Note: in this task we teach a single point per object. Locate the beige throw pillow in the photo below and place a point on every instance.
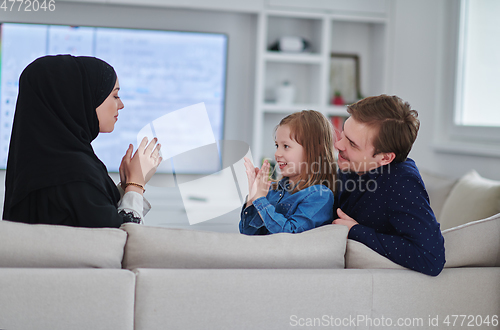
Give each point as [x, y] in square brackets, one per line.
[475, 244]
[154, 247]
[51, 246]
[361, 256]
[472, 198]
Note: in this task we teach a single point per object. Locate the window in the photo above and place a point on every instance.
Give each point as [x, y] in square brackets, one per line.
[477, 107]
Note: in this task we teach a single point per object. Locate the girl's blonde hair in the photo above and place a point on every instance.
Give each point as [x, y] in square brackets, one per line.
[314, 132]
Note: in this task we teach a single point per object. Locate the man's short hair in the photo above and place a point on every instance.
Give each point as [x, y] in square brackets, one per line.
[397, 124]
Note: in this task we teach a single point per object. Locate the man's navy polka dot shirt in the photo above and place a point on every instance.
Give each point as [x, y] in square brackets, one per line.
[395, 219]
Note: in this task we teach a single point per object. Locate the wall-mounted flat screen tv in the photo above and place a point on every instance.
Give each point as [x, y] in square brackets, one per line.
[159, 72]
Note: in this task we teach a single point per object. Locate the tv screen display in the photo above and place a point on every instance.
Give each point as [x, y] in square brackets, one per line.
[159, 72]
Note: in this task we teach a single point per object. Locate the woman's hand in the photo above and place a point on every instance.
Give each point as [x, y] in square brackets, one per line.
[261, 184]
[140, 167]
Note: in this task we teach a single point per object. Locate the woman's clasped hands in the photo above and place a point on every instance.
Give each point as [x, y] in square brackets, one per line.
[139, 168]
[258, 180]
--------------------
Please copy all of the entries above word for word, leaving out the picture.

> Answer in full:
Note: in this task we teach a single point per object. Locate the beige throw pillow in the photo below and place a point on every instance.
Give each point as [x, y] in square brackets, one per line.
[475, 244]
[154, 247]
[51, 246]
[361, 256]
[472, 198]
Note: in this task we teach a single point per object. Locate the window in the photo above and place a point on every instance.
Give each point as [x, y] in square brackets, one per line.
[477, 107]
Note: in this task we teach a single point per object. Locate the girl's blonde hair in the photo above and place a point on every instance.
Give each point as [x, y] in square brackets, one per line.
[314, 132]
Note: in this task we teach a single point per object. Locate the man's short hair in the photo above and place a point on every instance.
Give each point as [x, y] in square brackets, one per line.
[397, 124]
Note: in this task we teach a single point per object. Locate the man's navy polka dot shirt in the photo above and place a point on every instance.
Give each point as [x, y] in square brackets, one per line.
[395, 219]
Note: in this task we teach a single point per object. Locate the wall-mounted flat screen tv in the photo above and place a point on every instance.
Give each point as [x, y] in square brackets, one per line.
[159, 72]
Note: in this task we teach a single point per object. Locate the tv screen display in the photo above and place a point on every instance.
Give each point as [x, y] in square brackets, one per line.
[159, 72]
Note: in this task we teach a single point per object. Locate the woman's hand in the photo above and place a point on every instance.
Give each point as [x, y] in square brackets, one per line.
[261, 184]
[140, 167]
Note: in this task we teach a single point per object. Locate the woman's clasped hands in the photo above and place a point on every instance.
Give each point as [x, y] in square brackets, one per line.
[139, 168]
[258, 180]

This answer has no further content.